WHAT THE EXERCISE ASKS -
Please resume the review of the film Bedtime Stories below, carrying it on from its final sentence.

EXERCISE PASSAGE -

━━━

There may once have been a charming idea at the heart of BEDTIME STORIES, but alas, whatever it might have been has been Sandler-ized. And not for your protection. The tale of Skeeter (Adam Sandler), an underappreciated hotel maintenance man given a chance to succeed where his father failed in the hospitality industry is singularly inert and accentuated with bad special effects, unimaginative costuming that looks to have been fashioned from tissue paper and tin foil, and an overall feeling of a cartoon produced as cheaply as possible.
When his estranged sister goes job hunting out of state because the school where she is principal is about to be demolished, Skeeter is cornered into babysitting his pre-teen niece and nephew. Virtual strangers and raised on a vegan diet of wheat-grass cake and wheat germ, Skeeter discovers that the best way to relate to them is by making up bedtime stories for them the way his father (Johnathan Pryce) did for him. That and slipping them some burgers and chocolate chip cookies.
There is something odd about those bed time stories, though. Even odder than Bugsy, the bug-eyed guinea pig that the kids keep as a pet. While Skeeter injects his own disillusionment into them creating endings replete with suicide and unsavory skin conditions, the kids keep adding touches that make for happy endings, bits and pieces of which, no matter how bizarre or fanciful, start coming true. So while only the Skeeter of the stories may race chariots in ancient Greece, defeat bad guys in the old west, or do battle in zero-gravity in outer space, both Skeeters, real and imaginary, enjoy an unexpected rain of gumballs, a gaggle of girls who used to pick on him and have now seen the error of their ways, and a large hairy man on a beach in need of assistance that only Skeeter can render.
He doesn’t however, get the cherry-red Ferrari of his dreams, but he does get a chance to run the newest hotel in the Nottingham chain, whose megawealthy owner, Barry Nottingham (Richard Griffiths), bought out Skeeter’s dad way back when. All he has to do is come up with a theme that will be better than the one proposed by Kendall (Guy Pearce), the current hotel’s manager and betrothed of the sole heir to the Nottingham hotel empire, party girl Violet (Teresa Palmer), who is supposed to remind us of Paris Hilton, but is somehow not quite as vacuous, not that she doesn’t try..

━━━

EXTRACTED MATERIAL -
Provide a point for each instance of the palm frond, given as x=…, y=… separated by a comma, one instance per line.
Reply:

━━━

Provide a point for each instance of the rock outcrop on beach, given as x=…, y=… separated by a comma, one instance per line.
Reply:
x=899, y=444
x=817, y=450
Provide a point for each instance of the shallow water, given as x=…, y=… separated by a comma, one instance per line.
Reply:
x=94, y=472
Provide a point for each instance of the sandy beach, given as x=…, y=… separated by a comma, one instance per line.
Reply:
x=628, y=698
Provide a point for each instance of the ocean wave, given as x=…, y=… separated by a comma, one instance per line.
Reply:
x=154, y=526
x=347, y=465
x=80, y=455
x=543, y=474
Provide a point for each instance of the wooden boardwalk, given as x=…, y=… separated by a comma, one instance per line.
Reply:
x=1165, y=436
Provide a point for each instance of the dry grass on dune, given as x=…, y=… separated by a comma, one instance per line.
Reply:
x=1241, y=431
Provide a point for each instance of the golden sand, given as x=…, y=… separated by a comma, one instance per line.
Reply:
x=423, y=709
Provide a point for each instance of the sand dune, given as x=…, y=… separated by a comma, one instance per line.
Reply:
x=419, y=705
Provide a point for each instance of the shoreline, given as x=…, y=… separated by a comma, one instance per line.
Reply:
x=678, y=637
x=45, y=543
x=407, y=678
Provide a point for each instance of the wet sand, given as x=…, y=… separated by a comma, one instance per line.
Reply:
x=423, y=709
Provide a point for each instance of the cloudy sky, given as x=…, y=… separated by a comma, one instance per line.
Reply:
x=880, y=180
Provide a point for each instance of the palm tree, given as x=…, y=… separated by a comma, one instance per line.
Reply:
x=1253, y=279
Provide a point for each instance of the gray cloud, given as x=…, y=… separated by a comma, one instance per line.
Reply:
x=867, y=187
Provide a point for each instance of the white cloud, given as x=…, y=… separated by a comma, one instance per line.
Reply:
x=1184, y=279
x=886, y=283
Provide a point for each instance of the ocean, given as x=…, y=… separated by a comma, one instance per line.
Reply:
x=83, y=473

━━━

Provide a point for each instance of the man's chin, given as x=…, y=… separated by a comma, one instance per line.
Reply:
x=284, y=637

━━━

RESPONSE FOR THIS EXERCISE -
The odd coinciding of fantasy and reality have a few inventive juxtapositions. Skeeter saves Violet from bandits in the western story, and later saves her from paparazzi gone wild on the Sunset Strip. Mostly, though, it’s a chance for Sandler to mug his way through rice-cake sandwiches, booger monsters, and inept direction from Adam Shankman. There is no sense of wonder, no reason for Jill (Kerri Washington), a teacher at the kids’ school who shares the babysitting chores with Skeeter, to get past the initial distaste for him and his bad hair, and every reason for her and audience to stay away from him. When Sandler isn’t confusing snarkiness with warmth, it’s only to let Pearce overact as the supercilious yes-man of the piece, or to let another attempt to make Bugsy funny fall flat. It’s not that there aren’t comic possibilities in the rodent kingdom in general, nor in guinea pig species in particular, but this one isn’t adorable. It has fixed and staring eyes three times too big for its head, weird eyes that resemble nothing so much as those found in ancient idols of savage and vindictive deities out to wreak havoc. It’s a hard sell. Making him flatulent and putting him on a teeny, tiny treadmill doesn’t help. The fact that he seems to be just a little smarter than Skeeter is just creepy.
The best of a bad thing is Russell Brand as Mickey, Skeeter’s best pal who is the room service waiter at the hotel. Brand is so intensely unfocused that the contradiction, especially in the context of a film that is anything but, is an endless source of engrossing whimsy of the most cognitive dissonant variety.
BEDTIME STORIES isn’t a nightmare, would that it were that lively. Instead it’s a film designed with the poster in mind. A poster that is more fun, more creative, and more engrossing than anything in the film it promotes.